# 100 Favorites: # 48



## JACE (Jul 18, 2014)

*Mahler: Symphony No. 1
Jascha Horenstein, London Symphony Orchestra (Unicorn-Kanchana)*










I'm a great admirer of Rafael Kubelik's Mahler cycle on DG with the Bavarian Radio SO. His recording of Mahler's First is frequently recommended as a top choice by critics -- but my favorite version of the First Symphony is Horenstein's with the LSO. Whereas Kubelik's reading of the First emphasizes the child-like, _Wunderhorn_ elements in the music, Horenstein's interpretation is much harder charging, full of Beethovenian intensity and grim foreboding. Horenstein doesn't short-change the lyrical aspects of the music, but even these passages feel more impassioned and vehement compared to other recordings. As a result, the First comes off as a mature, more fully-realized work. In Horenstein's hands, the ambivalence and tragedy that characterize Mahler's middle-period symphonies are already present as foreboding intimations in the First, so the linkages between Mahler's _Wunderhorn_-period and his middle- and late-period works are much more obvious.

Unfortunately, this recording is no longer available, and it's commanding high prices on the used market. Regis, Brilliant Classics, and other labels have licensed other Unicorn-Kanchana recordings since the label's demise. Hopefully, someone will reissue Horenstein's LSO M1 soon. It's essential listening for anyone interested in Mahler's music.


----------

= The task =
Please write out everything in the Mahler review from "Unfortunately, this recording" down to "in Mahler's music.", changing "essential listening" to "required listening". Rely only on the Mahler review for your answers.

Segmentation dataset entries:
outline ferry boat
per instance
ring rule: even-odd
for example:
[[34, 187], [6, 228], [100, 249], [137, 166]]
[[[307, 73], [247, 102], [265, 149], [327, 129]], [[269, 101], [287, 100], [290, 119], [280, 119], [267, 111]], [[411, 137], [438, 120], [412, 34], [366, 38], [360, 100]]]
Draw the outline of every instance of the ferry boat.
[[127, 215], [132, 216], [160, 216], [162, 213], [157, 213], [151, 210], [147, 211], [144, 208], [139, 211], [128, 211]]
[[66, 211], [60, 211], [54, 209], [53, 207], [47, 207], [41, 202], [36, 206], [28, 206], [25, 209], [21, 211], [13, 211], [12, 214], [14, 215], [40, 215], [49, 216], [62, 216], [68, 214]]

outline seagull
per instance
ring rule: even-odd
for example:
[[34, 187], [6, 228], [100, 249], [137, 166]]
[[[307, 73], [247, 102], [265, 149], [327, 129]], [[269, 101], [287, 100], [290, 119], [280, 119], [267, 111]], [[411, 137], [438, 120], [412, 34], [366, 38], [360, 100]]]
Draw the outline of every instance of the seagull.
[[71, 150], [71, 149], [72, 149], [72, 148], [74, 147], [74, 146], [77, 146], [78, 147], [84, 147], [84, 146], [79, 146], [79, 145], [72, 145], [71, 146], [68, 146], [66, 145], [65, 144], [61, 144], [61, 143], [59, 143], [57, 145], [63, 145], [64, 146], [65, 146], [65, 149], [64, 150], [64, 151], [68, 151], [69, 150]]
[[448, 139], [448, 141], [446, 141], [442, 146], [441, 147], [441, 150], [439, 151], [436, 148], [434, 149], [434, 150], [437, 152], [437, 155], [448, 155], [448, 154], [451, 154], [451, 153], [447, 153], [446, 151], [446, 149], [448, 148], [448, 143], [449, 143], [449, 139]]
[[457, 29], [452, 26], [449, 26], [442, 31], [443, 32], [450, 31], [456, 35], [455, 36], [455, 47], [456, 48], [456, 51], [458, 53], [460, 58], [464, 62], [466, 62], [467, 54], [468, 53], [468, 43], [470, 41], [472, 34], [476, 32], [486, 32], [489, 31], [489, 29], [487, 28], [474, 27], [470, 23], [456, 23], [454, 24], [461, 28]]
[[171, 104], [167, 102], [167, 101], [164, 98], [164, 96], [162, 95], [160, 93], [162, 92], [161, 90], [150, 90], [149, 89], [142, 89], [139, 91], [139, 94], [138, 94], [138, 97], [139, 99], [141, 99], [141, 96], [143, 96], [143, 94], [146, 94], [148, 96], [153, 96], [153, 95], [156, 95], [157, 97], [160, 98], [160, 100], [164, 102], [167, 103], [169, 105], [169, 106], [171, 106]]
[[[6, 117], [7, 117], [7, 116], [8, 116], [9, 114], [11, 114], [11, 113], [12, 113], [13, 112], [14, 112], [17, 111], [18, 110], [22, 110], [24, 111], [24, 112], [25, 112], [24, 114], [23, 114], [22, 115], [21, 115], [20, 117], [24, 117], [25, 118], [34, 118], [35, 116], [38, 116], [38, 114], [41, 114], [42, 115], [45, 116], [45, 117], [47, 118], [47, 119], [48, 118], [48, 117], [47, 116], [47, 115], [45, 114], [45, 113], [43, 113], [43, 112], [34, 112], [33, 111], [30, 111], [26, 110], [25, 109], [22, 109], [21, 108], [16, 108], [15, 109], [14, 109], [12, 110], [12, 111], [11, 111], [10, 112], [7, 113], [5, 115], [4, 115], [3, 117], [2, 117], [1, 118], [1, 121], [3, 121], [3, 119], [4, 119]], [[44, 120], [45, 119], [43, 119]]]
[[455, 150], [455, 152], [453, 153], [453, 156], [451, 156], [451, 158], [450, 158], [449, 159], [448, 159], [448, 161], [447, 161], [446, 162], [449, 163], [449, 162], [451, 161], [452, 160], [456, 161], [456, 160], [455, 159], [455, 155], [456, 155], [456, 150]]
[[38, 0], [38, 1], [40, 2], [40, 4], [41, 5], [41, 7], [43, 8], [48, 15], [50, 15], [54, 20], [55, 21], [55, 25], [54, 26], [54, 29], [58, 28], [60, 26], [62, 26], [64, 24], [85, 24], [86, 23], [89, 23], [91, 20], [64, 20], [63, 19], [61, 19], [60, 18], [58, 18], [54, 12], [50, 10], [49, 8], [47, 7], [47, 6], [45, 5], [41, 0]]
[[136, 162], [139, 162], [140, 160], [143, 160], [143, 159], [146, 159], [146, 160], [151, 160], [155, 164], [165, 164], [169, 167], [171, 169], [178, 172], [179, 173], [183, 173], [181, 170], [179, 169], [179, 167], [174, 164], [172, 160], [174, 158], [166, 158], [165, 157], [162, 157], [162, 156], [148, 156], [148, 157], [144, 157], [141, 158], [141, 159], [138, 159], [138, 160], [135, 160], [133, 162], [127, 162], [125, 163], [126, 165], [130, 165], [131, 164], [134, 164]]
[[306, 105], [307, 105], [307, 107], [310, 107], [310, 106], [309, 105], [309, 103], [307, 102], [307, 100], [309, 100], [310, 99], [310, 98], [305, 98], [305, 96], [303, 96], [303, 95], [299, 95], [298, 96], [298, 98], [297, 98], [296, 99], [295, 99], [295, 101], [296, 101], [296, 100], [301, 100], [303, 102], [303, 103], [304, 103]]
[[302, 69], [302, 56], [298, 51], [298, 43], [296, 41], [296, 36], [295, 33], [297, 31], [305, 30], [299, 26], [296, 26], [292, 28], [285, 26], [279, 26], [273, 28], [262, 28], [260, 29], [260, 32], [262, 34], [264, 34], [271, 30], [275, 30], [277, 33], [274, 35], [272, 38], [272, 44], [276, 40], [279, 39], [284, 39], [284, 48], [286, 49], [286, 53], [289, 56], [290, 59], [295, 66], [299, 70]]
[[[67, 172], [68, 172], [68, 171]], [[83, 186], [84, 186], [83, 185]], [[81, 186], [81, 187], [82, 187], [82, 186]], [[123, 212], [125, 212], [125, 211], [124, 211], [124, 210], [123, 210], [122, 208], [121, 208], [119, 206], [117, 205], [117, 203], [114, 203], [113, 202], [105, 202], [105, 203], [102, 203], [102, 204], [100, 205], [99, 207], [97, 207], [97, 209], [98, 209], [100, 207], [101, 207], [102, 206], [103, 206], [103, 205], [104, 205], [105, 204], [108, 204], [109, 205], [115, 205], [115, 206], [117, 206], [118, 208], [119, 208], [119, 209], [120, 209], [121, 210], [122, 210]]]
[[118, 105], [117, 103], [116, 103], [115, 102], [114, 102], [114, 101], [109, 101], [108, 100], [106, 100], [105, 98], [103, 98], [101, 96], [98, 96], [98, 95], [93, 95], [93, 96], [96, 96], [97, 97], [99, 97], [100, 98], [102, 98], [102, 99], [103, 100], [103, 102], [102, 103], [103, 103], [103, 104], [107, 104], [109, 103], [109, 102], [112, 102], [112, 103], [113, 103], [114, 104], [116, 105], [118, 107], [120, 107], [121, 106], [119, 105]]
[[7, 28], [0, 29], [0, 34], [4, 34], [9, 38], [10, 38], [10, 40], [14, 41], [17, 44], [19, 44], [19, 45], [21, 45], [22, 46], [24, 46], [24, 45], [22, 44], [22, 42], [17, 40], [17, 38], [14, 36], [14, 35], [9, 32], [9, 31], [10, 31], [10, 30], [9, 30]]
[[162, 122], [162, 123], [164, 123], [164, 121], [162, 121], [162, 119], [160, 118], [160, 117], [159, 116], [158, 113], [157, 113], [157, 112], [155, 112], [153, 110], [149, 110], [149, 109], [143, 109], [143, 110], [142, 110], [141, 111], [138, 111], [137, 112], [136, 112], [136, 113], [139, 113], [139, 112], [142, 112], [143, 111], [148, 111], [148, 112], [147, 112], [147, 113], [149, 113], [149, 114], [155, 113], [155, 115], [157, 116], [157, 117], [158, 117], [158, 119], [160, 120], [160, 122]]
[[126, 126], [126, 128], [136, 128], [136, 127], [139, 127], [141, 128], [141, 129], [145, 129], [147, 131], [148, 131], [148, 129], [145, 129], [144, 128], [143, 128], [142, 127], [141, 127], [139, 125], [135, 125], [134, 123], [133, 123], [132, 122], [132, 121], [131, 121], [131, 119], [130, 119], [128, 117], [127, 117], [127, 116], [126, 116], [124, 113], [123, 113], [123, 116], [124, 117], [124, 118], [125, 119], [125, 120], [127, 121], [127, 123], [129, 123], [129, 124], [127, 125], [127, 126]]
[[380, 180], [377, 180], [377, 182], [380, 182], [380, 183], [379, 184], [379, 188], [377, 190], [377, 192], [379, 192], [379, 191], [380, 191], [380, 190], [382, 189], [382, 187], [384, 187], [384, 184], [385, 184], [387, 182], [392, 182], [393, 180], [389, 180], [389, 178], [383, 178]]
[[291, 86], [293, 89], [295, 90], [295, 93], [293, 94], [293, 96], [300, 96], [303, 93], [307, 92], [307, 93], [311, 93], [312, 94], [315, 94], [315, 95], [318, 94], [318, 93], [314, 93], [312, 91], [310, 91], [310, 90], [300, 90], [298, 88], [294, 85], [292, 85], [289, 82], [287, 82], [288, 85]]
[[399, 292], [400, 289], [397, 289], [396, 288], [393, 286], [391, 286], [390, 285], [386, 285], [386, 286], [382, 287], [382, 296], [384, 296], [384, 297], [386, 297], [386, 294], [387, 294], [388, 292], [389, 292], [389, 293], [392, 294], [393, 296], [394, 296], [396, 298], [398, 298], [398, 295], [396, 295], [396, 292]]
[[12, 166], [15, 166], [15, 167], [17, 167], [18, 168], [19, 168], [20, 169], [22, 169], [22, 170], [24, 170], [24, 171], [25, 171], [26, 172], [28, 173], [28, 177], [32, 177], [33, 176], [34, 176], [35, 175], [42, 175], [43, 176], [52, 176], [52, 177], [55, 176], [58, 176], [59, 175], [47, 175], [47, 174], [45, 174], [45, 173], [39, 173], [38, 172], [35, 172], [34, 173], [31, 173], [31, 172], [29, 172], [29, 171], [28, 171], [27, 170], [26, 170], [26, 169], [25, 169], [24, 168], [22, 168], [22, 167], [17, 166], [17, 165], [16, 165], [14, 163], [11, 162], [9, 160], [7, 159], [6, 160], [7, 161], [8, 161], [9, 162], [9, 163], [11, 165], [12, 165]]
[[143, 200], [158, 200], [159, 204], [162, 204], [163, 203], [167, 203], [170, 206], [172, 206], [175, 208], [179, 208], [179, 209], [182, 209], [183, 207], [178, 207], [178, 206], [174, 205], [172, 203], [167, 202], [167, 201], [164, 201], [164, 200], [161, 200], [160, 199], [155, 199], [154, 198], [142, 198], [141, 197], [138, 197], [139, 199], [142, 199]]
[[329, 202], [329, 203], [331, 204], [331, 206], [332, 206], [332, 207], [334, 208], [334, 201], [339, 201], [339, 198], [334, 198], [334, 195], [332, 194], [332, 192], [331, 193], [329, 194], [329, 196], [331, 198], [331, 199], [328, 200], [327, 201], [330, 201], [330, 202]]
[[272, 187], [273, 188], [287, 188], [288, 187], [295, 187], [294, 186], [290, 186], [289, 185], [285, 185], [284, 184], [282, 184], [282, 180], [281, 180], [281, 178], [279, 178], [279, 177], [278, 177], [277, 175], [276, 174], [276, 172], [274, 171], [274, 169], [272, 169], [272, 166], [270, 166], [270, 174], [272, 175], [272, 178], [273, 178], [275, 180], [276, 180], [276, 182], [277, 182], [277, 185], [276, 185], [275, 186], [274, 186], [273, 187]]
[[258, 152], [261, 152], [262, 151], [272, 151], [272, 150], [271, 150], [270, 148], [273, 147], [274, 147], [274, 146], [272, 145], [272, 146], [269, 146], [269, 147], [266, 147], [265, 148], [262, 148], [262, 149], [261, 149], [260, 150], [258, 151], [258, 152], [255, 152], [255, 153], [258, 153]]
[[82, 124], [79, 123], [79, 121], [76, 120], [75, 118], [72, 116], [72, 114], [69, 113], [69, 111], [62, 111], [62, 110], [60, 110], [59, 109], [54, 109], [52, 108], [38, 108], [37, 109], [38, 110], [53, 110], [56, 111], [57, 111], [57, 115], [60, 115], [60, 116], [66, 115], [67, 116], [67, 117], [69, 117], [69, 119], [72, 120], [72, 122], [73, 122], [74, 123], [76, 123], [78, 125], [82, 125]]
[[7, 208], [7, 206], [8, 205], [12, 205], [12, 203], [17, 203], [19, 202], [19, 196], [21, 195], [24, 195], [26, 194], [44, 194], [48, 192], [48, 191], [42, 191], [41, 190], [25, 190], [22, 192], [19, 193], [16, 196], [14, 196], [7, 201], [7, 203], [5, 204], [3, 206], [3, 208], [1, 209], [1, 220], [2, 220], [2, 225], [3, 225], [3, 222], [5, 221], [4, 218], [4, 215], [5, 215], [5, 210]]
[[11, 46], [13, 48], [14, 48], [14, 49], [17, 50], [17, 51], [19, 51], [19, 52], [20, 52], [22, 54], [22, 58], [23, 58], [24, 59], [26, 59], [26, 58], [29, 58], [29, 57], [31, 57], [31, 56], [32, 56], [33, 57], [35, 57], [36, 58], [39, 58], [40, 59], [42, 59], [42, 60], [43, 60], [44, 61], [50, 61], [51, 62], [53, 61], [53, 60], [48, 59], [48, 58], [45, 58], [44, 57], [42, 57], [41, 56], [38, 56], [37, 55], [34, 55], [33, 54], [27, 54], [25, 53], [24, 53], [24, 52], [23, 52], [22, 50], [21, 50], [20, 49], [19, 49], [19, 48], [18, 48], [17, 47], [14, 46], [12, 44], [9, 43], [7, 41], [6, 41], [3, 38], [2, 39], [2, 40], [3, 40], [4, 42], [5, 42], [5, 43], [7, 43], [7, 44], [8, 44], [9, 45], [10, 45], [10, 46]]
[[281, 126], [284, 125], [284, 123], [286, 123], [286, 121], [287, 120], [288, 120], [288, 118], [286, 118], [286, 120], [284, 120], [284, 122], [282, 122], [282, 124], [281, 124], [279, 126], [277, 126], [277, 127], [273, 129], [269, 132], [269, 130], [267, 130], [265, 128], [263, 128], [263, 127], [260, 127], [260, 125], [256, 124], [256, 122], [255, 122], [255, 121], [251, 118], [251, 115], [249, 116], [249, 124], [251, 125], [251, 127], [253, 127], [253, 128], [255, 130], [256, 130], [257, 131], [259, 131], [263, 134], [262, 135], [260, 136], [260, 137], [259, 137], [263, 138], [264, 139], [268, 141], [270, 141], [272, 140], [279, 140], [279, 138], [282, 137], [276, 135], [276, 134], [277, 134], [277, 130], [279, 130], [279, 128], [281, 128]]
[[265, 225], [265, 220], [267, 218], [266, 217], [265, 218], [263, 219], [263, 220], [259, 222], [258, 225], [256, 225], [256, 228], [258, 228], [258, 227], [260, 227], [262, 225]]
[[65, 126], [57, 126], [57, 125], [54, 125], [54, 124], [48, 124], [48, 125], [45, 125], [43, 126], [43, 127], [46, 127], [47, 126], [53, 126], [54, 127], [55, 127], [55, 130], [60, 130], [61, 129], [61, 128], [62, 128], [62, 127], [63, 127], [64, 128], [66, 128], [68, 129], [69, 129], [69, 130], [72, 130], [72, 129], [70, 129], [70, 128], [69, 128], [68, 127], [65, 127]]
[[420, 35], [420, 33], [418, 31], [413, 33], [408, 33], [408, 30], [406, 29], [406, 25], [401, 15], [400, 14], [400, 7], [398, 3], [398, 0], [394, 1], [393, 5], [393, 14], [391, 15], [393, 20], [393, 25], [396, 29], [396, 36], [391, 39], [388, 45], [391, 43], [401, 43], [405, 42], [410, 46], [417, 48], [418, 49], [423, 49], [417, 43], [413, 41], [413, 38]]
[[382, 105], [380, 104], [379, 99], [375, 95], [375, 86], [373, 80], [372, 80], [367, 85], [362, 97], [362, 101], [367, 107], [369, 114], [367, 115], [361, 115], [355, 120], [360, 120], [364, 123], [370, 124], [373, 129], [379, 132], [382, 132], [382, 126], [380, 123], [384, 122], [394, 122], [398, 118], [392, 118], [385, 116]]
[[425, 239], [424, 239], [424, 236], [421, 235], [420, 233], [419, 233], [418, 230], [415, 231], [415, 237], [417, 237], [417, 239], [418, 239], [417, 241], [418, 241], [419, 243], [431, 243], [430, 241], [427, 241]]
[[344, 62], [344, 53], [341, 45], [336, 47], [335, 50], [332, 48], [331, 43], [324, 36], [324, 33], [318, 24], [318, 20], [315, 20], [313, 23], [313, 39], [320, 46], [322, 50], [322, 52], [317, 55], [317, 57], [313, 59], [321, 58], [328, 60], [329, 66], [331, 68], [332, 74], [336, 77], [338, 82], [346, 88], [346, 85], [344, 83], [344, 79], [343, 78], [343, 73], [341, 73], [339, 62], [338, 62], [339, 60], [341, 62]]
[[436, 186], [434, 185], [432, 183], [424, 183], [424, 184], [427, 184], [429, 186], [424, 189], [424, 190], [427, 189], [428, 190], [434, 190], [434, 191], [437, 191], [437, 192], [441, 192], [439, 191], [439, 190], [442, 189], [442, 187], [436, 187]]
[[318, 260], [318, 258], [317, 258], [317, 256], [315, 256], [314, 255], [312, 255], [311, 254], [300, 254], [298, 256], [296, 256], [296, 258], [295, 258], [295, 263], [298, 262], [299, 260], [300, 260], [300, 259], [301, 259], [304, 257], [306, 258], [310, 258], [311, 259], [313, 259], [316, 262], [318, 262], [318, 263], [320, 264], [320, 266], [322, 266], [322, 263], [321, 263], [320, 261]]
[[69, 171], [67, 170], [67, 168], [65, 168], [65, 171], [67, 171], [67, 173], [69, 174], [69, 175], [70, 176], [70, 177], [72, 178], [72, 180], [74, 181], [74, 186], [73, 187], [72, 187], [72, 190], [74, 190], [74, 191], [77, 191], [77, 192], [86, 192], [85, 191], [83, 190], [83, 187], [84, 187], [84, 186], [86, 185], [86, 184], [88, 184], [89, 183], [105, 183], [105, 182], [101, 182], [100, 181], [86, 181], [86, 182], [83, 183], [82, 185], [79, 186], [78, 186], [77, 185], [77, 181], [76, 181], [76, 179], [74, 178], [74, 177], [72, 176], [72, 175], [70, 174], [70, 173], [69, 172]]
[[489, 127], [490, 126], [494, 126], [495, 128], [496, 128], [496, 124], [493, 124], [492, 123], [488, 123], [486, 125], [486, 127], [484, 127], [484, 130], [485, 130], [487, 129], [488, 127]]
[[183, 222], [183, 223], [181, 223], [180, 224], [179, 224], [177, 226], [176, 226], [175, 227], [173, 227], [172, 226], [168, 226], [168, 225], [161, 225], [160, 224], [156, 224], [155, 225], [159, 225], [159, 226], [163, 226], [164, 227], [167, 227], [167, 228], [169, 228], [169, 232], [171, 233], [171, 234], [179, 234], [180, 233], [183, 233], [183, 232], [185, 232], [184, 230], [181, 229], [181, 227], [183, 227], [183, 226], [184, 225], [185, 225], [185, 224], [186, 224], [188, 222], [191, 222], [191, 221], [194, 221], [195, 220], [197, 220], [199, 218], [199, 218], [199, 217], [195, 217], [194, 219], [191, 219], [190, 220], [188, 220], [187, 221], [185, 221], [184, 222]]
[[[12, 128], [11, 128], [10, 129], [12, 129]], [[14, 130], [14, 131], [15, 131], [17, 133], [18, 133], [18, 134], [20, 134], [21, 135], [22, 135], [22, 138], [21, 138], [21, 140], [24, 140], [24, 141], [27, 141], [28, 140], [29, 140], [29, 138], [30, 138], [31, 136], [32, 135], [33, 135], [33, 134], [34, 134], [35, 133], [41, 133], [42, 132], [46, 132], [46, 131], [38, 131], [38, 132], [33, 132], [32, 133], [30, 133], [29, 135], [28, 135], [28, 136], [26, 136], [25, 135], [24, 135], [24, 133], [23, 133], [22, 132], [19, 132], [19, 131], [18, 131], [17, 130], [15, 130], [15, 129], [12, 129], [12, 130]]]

= Response to this exercise =
Unfortunately, this recording is no longer available, and it's commanding high prices on the used market. Regis, Brilliant Classics, and other labels have licensed other Unicorn-Kanchana recordings since the label's demise. Hopefully, someone will reissue Horenstein's LSO M1 soon. It's required listening for anyone interested in Mahler's music.